- Short task -
Edit the records below by replacing "service" with "endpoint" wherever it occurs. Leave every other character unchanged.

- Information shown -
"""
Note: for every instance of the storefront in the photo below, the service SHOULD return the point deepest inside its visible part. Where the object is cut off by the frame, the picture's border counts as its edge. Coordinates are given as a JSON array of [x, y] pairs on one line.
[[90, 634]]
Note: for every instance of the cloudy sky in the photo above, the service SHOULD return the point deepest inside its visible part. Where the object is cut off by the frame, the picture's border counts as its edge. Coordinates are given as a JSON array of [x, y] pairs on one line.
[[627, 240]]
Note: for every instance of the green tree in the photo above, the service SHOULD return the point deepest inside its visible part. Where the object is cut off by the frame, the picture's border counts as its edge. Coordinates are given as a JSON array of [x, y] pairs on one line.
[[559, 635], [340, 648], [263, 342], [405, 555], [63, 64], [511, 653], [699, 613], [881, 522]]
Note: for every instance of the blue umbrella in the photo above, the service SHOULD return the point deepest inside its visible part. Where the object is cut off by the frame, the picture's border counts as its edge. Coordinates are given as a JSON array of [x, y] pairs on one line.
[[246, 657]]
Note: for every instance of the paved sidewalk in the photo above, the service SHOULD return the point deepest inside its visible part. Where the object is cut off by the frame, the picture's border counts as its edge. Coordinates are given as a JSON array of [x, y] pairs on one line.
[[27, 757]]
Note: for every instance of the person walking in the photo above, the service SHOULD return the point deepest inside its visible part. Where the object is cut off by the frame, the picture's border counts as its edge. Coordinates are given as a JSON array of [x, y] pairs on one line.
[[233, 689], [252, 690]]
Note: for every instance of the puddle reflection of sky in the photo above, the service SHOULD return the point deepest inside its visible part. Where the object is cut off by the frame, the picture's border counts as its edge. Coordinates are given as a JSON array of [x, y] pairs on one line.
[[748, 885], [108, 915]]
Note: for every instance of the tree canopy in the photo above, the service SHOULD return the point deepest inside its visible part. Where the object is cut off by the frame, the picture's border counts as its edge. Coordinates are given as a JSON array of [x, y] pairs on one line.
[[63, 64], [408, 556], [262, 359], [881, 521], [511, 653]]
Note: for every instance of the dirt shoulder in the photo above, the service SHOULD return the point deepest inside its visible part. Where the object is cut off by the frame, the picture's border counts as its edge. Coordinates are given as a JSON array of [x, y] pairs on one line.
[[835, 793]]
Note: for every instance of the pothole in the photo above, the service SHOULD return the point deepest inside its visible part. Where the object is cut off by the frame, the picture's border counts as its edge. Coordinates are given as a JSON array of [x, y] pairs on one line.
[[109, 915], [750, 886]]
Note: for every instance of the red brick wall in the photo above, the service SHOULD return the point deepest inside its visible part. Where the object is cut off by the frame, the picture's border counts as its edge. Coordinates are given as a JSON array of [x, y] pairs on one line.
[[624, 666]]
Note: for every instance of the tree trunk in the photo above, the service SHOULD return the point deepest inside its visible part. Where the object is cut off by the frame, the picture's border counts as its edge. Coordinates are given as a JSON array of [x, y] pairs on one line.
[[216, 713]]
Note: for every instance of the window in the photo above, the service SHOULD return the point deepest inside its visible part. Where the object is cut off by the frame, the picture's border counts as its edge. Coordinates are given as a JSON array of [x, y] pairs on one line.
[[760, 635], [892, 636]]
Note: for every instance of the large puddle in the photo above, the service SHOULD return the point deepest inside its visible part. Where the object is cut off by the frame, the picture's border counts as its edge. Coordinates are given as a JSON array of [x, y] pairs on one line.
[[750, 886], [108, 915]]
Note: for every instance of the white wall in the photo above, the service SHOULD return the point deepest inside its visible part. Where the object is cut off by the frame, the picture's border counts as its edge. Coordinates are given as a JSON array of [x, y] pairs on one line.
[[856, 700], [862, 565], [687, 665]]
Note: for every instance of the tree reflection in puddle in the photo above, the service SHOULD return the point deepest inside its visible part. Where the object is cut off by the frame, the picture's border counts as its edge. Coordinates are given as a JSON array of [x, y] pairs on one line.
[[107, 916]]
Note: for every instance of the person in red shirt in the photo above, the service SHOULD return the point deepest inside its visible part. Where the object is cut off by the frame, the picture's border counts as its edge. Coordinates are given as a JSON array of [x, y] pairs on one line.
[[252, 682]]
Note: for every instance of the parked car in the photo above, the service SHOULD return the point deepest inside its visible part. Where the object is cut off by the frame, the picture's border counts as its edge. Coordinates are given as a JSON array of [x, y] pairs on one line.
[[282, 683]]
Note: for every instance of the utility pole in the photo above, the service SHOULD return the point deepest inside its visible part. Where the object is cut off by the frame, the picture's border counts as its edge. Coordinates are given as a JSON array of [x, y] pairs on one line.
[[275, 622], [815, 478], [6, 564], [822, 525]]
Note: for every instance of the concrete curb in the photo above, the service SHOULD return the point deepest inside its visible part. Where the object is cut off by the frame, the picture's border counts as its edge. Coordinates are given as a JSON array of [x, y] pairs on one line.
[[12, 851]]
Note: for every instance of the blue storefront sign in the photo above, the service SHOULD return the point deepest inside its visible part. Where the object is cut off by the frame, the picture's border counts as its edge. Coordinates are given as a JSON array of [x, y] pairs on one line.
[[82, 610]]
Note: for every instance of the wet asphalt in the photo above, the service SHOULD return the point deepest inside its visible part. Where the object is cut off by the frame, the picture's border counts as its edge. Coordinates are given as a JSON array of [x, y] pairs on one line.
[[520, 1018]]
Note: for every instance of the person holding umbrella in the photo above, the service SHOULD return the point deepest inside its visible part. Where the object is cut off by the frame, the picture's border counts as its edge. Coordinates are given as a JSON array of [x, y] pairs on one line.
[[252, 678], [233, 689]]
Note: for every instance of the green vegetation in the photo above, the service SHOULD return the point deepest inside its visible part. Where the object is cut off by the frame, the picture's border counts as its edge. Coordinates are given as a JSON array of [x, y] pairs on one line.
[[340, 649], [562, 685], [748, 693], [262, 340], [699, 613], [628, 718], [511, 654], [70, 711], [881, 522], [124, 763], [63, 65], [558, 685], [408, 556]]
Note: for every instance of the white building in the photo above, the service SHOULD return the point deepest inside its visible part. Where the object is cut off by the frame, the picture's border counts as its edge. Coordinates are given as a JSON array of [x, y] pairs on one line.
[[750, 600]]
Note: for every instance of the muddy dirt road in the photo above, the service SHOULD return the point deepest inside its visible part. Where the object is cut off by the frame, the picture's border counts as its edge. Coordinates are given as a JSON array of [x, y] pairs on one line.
"""
- Result of the exercise -
Note: for every instance of the storefront in the photo below, the endpoint SHOULD return the point deepest inside its visible part. Where the object is cut off by the frame, the picture's border counts as its edge. Coordinates are given as a JSON array of [x, y] pairs on one line.
[[90, 634]]
Note: for every instance of the cloudy sky in the photo above, the endpoint SHOULD return the point deepest inside its visible part. Where the object is cut off by the frame, the picture's border counts as its edge. Coordinates are given as a JSON array of [x, y] pairs on one line.
[[627, 240]]
Note: for every instance of the green tree in the photo above, the endpoint SHOULD return the point deepest inside its visible part. Where the object is cut off by the frame, the picture's border counts as its edge. Coordinates are given as a JSON array of [x, y] pairs on one line.
[[559, 635], [340, 648], [263, 342], [405, 555], [63, 64], [511, 653], [699, 613], [881, 522]]
Note: for every instance of the blue umbrella in the photo above, the endpoint SHOULD return the point deepest inside its visible part. Where the object is cut off by the frame, the picture's border counts as its edge. Coordinates are given as a JSON array of [x, y] pairs on one line.
[[246, 657]]
Note: for every instance of the paved sidewalk in the photo above, the endpoint SHOULD return the point deepest inside its visible part. Where the object is cut off by the frame, the picture's border counts as its edge. Coordinates are given as a JSON array of [x, y] pairs on one line.
[[27, 757]]
Note: for every instance of the person walking in the photo above, the endpoint SHOULD return the point deepest inside its visible part. Where the object is cut off by the frame, the picture's border counts as its edge. Coordinates are given as a JSON array of [x, y] pairs on one line.
[[233, 689], [252, 690]]
Note: for every instance of the puddle reflection of sky in the photo above, the endpoint SHOULD return the point deepest inside its visible part. Where the object is cut off by the frame, the picture's border counts as its edge. Coordinates are given as a JSON array of [x, y] pairs on one line.
[[748, 885], [108, 915]]
Note: for every instance of the tree canopy in the photo above, the endpoint SHOULD return the point deepest inside its visible part. Where the object is cut off by the frame, the picture's border counts as its edge. Coordinates are given as a JSON array of [x, y] pairs on one line.
[[63, 64], [408, 556], [262, 359], [881, 521], [511, 653]]
Note: for every instance of the dirt shoulder in the photo above, the endpoint SHOULD return the point deepest inside its visible part. Where the object is cut off by the frame, the picture's border counts as its edge. Coordinates are given as a JSON array of [x, y] pairs on one line.
[[835, 793]]
Note: for every instance of the pothole in the photo above, the endpoint SHOULD return the point deepest inside its visible part. Where the object is cut off by the frame, the picture's border counts as its edge. Coordinates are given as a JSON array of [x, y] pairs on one line.
[[109, 915], [750, 886]]
Note: for every instance of the red brick wall in the photo above, the endpoint SHOULD return the point deepest inside its visible part. Where the object is cut off by the frame, the picture's border counts as its edge. Coordinates are given as a JSON array of [x, y] pairs on one line.
[[624, 666]]
Note: for every instance of the tree trunk in the photo above, the endpoint SHOULD return the point deepest inside its visible part. Where the object is cut off by the frame, the picture's border counts as its edge. Coordinates are given as a JSON array of [x, y] pairs on one line.
[[216, 713]]
Note: for every instance of the window in the photo above, the endpoint SHOULD return the point deepest inside its visible part. Where the object is cut off by the frame, the picture's border counts as its edge. Coordinates are given as a JSON array of [x, y] pairs on one line.
[[760, 635], [892, 636]]
Note: for every instance of the large puddle in the photo above, the endpoint SHOULD return the point deepest inside its visible part. Where the object is cut off by the frame, the picture's border counts as its edge. Coordinates are given as a JSON array of [x, y] pairs on one line.
[[750, 886], [108, 915]]
Note: for every instance of the white wall in the photo above, the endpoint SHOULD return the point deepest inside its visible part. Where the object is cut off by the frame, the picture's border counts as its edge. Coordinates are given as a JSON array of [x, y] pairs on one line.
[[856, 700], [862, 565], [687, 665]]
Note: for every instance of the tree reflection in puddle in the photo above, the endpoint SHOULD return the point deepest inside its visible part. Where the object is cut off by the frame, the picture's border counts as its edge. Coordinates are given as a JSON array of [x, y] pairs on one line.
[[107, 916]]
Note: for every instance of the person in red shirt in the photo above, the endpoint SHOULD return the point deepest inside its visible part. Where the object is cut off by the frame, the picture's border counts as its edge. Coordinates are given as a JSON array of [x, y] pairs on one line.
[[252, 682]]
Note: for every instance of the parked car in the photo above, the endpoint SHOULD return the point deepest inside its visible part. Where the object is cut off by the frame, the picture's border counts as its edge. Coordinates are given as a JSON array of [x, y] pairs on one line.
[[282, 683]]
Note: for every instance of the utility pole in the photo above, the endpoint SHOULD return the point deepest inside its visible part. Where the object is cut off by the frame, the picture's border counts as its edge. Coordinates are given as a JSON array of [x, y] pairs on one line.
[[275, 622], [815, 478], [6, 564], [822, 525]]
Note: for every instance of the concrete curb in the photo above, the endpoint SHOULD return the point deepest inside its visible part. Where the object is cut off by the frame, the picture's border counts as its edge. Coordinates are given as a JSON array of [x, y] pairs on one line.
[[12, 851]]
Note: for every instance of the blue storefront sign in the photo above, the endpoint SHOULD return the point deepest inside its visible part. Where the object is cut off by the frame, the picture's border counts as its edge. Coordinates are given as a JSON array of [x, y] pairs on one line.
[[82, 610]]
Note: for every instance of the wet asphalt in the photo above, the endpoint SHOULD return the point deepest inside its visible part. Where the object is cut off by the frame, the picture's border counts as its edge. Coordinates are given as a JSON array of [x, y] pairs on one line.
[[520, 1018]]
Note: for every instance of the person holding umbrella in the photo above, the endpoint SHOULD return the point deepest inside its visible part. Where the object is cut off by the frame, the picture's border counts as its edge. Coordinates are given as a JSON array of [x, y] pairs on one line.
[[252, 678], [233, 689]]
Note: for every instance of the green vegetation in the photo above, the endpoint SHOULD return the point deepest inside its visible part. Where the object is cut off by the frame, the picture's border counts as its edge. Coordinates are given as a JSON array of [x, y] pairs on one line.
[[340, 649], [562, 685], [748, 693], [262, 340], [699, 613], [628, 718], [511, 654], [70, 711], [881, 522], [124, 763], [63, 65], [558, 685], [408, 556]]
Note: for every instance of the white building in the photo above, the endpoint SHOULD return the point deepest inside its visible part. Where the object is cut off by the frame, the picture's border counts as its edge. Coordinates are given as a JSON array of [x, y] pairs on one line.
[[750, 600]]
Note: for every instance of the muddy dirt road in the photo above, the endpoint SHOULD return the point deepest inside its visible part. Where the object is cut off by the frame, the picture's border counts as its edge. Coordinates are given as a JSON array of [x, y] pairs on one line.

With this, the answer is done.